Description of the task
Please reproduce the lines of the records below word for word, from the line with "for green tree" up to and including the line with "[334,672,411,818]".

___ Data section ___

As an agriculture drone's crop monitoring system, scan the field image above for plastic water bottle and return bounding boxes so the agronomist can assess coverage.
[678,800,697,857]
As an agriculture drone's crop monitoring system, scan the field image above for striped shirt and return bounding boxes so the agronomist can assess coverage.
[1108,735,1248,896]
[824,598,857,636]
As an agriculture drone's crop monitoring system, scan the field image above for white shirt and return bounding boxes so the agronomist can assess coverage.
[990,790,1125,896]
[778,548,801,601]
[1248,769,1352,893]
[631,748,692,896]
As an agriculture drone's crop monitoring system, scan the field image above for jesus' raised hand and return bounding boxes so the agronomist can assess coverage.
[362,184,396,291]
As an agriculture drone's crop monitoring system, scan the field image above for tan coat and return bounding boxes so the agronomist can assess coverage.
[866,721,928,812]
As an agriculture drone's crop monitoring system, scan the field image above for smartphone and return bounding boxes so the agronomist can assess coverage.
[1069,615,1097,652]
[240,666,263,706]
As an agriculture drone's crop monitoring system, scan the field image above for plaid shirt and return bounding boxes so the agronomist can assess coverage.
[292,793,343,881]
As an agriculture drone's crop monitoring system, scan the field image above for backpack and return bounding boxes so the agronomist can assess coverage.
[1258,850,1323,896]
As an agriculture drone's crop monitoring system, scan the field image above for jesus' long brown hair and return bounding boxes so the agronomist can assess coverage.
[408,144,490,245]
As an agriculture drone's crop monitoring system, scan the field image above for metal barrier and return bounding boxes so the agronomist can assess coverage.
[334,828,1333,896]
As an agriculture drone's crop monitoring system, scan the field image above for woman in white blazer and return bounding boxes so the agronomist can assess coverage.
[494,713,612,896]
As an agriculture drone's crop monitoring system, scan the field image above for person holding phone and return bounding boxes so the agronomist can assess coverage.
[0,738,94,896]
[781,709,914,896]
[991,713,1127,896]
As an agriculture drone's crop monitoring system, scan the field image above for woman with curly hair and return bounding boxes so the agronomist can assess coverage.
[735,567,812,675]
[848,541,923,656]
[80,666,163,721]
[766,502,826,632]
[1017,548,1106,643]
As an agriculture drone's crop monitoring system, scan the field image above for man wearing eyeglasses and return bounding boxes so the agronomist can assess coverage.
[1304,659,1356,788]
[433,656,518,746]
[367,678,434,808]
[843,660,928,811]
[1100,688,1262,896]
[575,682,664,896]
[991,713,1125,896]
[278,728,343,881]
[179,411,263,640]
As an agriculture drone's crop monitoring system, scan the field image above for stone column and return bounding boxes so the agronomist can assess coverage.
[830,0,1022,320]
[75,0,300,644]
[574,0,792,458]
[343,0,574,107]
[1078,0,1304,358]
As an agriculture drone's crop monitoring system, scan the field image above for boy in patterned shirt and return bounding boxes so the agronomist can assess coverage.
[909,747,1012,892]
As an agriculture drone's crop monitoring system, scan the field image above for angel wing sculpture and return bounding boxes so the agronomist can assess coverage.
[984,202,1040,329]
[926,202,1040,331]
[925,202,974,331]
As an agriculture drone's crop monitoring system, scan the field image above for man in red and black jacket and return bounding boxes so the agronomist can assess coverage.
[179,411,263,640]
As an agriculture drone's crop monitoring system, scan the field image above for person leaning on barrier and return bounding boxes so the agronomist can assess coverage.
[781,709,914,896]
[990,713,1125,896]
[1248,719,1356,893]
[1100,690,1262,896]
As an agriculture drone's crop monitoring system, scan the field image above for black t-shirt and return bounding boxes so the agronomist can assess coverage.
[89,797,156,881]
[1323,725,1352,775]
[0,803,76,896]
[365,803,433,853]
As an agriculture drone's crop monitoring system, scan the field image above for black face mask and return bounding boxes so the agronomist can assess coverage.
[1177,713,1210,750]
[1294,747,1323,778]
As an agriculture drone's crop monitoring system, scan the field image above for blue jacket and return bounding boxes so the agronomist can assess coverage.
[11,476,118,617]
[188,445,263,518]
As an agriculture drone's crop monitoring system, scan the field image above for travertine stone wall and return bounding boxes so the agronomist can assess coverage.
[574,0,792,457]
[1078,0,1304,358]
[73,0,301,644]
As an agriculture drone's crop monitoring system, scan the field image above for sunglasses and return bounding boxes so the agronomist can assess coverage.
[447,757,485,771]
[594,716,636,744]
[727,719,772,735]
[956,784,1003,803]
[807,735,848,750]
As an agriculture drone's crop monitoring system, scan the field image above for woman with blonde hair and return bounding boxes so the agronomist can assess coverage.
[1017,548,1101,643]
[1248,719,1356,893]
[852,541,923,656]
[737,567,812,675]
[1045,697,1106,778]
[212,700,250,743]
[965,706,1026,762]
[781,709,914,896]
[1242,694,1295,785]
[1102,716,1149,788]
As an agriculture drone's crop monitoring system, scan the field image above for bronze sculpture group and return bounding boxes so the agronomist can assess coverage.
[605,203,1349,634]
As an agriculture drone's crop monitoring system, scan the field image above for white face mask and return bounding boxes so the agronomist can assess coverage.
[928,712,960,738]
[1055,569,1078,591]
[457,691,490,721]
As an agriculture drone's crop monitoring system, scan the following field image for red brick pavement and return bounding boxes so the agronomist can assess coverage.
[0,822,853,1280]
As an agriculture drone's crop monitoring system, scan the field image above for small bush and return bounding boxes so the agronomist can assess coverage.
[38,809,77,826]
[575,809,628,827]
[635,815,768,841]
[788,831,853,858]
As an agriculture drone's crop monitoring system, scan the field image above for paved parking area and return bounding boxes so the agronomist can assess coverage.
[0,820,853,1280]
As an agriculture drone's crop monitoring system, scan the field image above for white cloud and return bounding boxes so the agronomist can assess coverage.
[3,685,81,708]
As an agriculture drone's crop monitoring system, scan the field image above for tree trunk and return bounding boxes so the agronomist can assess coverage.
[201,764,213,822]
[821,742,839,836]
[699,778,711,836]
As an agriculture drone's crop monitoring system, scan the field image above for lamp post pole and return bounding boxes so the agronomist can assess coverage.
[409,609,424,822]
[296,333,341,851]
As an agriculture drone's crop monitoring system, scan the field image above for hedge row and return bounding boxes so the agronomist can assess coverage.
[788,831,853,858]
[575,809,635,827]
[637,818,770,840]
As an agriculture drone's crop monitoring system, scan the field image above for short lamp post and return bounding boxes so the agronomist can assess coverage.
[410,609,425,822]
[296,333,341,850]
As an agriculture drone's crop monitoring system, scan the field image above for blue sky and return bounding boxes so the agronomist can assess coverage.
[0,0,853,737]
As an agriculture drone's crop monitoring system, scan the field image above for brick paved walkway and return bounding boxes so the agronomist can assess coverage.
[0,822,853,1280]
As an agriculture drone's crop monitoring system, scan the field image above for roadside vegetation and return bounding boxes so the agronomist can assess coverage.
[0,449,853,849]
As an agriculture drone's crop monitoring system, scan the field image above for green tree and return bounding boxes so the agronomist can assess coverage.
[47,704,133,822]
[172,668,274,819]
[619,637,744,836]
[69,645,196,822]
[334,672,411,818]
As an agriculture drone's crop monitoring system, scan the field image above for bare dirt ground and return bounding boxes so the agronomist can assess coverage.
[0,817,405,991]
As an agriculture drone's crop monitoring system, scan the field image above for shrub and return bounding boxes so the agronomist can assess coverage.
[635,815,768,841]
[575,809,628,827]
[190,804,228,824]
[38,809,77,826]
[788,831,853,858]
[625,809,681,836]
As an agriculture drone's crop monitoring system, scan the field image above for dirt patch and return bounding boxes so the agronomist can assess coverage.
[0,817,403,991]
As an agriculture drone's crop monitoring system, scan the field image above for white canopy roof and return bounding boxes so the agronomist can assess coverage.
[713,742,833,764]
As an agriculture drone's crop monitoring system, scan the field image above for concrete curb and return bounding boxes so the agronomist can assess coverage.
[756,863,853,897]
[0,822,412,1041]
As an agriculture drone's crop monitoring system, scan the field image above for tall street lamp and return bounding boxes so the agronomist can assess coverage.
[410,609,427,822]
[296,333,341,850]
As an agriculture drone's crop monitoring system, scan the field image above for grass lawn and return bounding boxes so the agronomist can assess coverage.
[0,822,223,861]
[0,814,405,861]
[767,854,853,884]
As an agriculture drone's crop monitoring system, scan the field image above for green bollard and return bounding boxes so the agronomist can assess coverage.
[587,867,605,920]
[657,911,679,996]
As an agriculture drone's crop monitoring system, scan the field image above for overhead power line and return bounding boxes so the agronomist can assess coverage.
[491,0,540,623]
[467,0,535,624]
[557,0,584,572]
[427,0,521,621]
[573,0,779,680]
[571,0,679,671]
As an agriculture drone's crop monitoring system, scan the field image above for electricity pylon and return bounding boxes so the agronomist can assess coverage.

___

Task answer
As an agriculture drone's crop monitoring system, scan the field image above for green tree and return bounding boxes so the agronomist can assess coverage.
[47,704,133,822]
[172,668,274,819]
[619,637,744,836]
[69,645,196,822]
[334,672,411,818]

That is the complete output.